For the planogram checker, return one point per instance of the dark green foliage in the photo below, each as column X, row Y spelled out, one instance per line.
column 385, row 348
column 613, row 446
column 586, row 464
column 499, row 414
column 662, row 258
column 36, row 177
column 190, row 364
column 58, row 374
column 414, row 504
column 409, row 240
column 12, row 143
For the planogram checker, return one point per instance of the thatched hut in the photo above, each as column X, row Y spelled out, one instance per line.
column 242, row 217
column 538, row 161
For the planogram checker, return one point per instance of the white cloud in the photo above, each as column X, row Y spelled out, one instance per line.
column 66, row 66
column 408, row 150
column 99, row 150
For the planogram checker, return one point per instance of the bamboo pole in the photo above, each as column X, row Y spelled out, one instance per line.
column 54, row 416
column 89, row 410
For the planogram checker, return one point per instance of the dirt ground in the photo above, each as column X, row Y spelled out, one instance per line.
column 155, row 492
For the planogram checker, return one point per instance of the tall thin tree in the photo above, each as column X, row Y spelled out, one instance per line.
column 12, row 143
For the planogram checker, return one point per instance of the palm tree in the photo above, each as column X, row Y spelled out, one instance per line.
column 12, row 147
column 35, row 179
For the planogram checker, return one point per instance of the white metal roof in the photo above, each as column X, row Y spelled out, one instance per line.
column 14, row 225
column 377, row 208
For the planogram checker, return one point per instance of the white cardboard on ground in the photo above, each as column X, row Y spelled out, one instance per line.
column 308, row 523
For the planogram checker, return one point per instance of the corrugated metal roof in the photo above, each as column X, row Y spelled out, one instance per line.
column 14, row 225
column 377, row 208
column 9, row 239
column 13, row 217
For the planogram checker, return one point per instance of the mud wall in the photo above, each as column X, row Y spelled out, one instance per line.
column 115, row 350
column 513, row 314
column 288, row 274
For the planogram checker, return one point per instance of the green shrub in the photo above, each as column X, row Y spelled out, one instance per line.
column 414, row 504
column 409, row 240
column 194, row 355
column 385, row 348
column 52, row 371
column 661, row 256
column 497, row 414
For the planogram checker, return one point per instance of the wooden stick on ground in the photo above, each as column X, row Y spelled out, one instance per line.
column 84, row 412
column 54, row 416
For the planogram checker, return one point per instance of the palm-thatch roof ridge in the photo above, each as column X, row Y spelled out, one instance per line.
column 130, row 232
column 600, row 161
┄┄┄┄┄┄┄┄┄┄┄┄┄┄┄┄┄┄┄┄
From the line containing "the mud wall" to the last line of the material, please quote every line exactly and only those.

For the planogram checker, return one point per instance of the mud wall in the photo above, each as column X, row Y spelled out, one instance per line.
column 115, row 350
column 513, row 314
column 288, row 274
For the planogram checker, return one point per instance of the green shrub in the photo above, each as column X, row Y spelled out, one instance per line.
column 414, row 504
column 409, row 240
column 194, row 355
column 385, row 348
column 52, row 371
column 661, row 256
column 497, row 414
For the planogram checker, return one point per instance of the wooden stick on ground in the photo above, each as column X, row Y spelled out, one instance per line.
column 84, row 412
column 54, row 416
For the planogram checker, return one point per instance of the palm-thatch roof ridge in the photo above, each as column X, row Y spelled out, one instance per line.
column 130, row 232
column 600, row 161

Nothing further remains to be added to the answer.